____ Document

Opportunity for Cultural Partners – Writing North East

 

Writing North East: Our Place

Artist Brief

 

Deadline for proposals midday 29th June.

 

Date

This project will be run over 6 weeks at 1 day per week (10am-3pm on Tuesdays) on 11th and 18th 25th September; 2nd, 9th and 16th October 2012This project includes a visit to the British Library (on the 25th septas one of the week’s sessions/ activities.(The cost of this visit does not need to be included in your proposal).

 

Background

Newcastle Libraries, in partnership with the British Library and supported by the Paul Hamlyn foundation, are delivering a youth engagement project which aims to inspire creativity in young people aged 16-24. The purpose of the project is to demonstrate that heritage collections and archival materials – specifically those related to notions of place – can be used as the foundation for original creative output.

________
____ Stored data

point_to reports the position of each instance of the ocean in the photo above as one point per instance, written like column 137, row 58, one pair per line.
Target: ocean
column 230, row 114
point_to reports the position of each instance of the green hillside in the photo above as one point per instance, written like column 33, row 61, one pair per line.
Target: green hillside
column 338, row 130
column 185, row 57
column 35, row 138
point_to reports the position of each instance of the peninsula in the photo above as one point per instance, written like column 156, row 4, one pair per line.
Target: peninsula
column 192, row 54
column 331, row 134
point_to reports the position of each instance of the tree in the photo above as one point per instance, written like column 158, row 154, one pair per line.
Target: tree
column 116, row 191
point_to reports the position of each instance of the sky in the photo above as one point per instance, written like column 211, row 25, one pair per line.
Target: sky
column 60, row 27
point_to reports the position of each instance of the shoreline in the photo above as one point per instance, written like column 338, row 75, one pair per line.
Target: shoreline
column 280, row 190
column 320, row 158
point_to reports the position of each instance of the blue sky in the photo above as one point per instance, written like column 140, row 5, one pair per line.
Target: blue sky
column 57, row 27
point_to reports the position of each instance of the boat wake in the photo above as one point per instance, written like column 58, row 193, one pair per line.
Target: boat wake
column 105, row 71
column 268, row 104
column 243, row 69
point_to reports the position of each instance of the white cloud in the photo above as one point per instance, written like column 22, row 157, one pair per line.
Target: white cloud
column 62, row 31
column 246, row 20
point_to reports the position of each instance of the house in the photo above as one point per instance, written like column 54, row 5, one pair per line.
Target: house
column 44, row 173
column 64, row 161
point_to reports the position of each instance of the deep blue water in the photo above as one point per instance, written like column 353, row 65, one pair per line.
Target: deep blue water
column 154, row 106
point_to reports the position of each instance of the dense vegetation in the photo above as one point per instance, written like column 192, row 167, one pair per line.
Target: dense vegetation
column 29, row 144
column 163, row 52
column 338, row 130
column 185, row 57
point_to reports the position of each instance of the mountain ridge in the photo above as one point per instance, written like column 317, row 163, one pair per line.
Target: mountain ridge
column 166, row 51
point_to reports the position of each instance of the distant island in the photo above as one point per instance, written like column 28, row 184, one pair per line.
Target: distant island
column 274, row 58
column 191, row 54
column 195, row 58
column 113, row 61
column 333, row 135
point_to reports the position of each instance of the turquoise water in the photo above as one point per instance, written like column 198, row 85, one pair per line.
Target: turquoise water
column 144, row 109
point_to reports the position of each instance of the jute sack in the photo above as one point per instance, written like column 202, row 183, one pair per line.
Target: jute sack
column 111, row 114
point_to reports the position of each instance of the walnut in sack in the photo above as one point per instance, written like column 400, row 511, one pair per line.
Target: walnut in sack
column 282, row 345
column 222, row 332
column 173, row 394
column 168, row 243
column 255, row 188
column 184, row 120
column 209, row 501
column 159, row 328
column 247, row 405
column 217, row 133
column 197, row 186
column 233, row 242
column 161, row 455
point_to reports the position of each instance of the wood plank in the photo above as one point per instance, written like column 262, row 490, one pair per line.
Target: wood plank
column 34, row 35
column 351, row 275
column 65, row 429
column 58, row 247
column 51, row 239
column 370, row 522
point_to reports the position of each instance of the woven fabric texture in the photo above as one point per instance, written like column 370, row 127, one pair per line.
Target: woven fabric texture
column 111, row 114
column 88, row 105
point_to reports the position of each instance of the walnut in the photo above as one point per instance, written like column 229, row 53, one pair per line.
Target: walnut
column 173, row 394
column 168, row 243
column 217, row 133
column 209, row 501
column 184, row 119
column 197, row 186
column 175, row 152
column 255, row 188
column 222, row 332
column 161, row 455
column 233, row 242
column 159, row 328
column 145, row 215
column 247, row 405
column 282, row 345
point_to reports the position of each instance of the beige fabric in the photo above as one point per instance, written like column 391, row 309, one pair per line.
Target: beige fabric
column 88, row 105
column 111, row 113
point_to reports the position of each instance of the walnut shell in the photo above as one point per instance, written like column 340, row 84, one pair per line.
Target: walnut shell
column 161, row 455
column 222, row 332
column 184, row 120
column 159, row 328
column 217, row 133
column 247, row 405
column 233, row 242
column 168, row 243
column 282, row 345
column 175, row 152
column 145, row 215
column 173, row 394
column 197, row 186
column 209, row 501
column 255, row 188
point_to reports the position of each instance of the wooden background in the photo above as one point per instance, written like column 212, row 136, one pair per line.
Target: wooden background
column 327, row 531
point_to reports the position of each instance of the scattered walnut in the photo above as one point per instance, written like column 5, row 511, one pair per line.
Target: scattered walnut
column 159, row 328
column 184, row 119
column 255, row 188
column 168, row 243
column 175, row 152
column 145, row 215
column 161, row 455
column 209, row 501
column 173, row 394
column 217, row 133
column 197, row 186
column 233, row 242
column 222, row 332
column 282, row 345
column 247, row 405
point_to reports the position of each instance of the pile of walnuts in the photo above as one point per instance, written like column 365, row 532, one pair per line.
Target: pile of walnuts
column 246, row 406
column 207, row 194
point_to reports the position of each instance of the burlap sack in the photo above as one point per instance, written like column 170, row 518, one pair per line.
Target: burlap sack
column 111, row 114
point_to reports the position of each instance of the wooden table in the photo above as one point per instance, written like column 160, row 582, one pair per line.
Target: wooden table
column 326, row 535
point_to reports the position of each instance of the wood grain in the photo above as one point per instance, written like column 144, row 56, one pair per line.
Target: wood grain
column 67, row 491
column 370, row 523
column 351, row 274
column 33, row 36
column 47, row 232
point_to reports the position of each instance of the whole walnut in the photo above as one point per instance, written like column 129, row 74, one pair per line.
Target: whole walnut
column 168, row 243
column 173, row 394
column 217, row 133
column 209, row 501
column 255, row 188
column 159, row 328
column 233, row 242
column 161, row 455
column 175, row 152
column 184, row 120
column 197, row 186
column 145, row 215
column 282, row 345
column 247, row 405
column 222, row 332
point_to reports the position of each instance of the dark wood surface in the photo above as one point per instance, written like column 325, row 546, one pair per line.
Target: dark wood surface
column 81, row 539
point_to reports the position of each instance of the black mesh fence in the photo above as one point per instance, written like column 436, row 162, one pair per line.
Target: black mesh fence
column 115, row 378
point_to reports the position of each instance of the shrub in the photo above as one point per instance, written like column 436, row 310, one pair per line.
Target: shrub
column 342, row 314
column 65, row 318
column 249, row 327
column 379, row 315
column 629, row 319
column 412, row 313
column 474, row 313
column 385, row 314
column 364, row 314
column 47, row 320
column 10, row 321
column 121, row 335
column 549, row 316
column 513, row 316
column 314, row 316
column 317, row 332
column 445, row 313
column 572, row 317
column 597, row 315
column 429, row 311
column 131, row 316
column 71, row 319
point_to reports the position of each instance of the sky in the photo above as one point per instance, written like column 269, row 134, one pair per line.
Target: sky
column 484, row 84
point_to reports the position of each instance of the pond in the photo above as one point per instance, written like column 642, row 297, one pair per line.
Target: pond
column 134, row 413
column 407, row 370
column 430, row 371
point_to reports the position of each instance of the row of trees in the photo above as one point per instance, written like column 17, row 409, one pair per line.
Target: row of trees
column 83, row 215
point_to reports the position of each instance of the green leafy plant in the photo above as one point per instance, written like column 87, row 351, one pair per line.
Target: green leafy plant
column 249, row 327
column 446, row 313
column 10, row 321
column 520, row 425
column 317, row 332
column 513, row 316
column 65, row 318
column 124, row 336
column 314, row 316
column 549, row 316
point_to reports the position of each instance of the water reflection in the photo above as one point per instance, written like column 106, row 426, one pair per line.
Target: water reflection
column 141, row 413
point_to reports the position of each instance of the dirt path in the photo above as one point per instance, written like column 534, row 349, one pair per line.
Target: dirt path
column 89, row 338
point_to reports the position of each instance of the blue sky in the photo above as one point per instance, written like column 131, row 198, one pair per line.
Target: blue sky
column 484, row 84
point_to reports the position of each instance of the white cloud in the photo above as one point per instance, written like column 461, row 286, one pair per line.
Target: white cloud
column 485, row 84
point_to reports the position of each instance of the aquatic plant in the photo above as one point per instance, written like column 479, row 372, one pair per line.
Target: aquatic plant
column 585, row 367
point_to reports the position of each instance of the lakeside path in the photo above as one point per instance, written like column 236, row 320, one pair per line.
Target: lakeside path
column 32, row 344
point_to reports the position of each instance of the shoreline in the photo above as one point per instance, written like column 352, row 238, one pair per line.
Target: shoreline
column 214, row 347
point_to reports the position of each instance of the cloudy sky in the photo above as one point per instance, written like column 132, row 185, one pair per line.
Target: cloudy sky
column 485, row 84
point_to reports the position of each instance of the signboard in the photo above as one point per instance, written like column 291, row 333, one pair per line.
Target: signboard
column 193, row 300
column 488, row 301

________

• _Exercise tasks_:
• A. Reproduce the artist brief from "Newcastle Libraries, in" up to and including "foundation for original creative output.".
• B. According to the artist brief, what age range of young people does the project aim to inspire?
The entries have nothing to do with this.

• _Answer list_:
• A.
Newcastle Libraries, in partnership with the British Library and supported by the Paul Hamlyn foundation, are delivering a youth engagement project which aims to inspire creativity in young people aged 16-24. The purpose of the project is to demonstrate that heritage collections and archival materials – specifically those related to notions of place – can be used as the foundation for original creative output.

• B. Young people aged 16-24.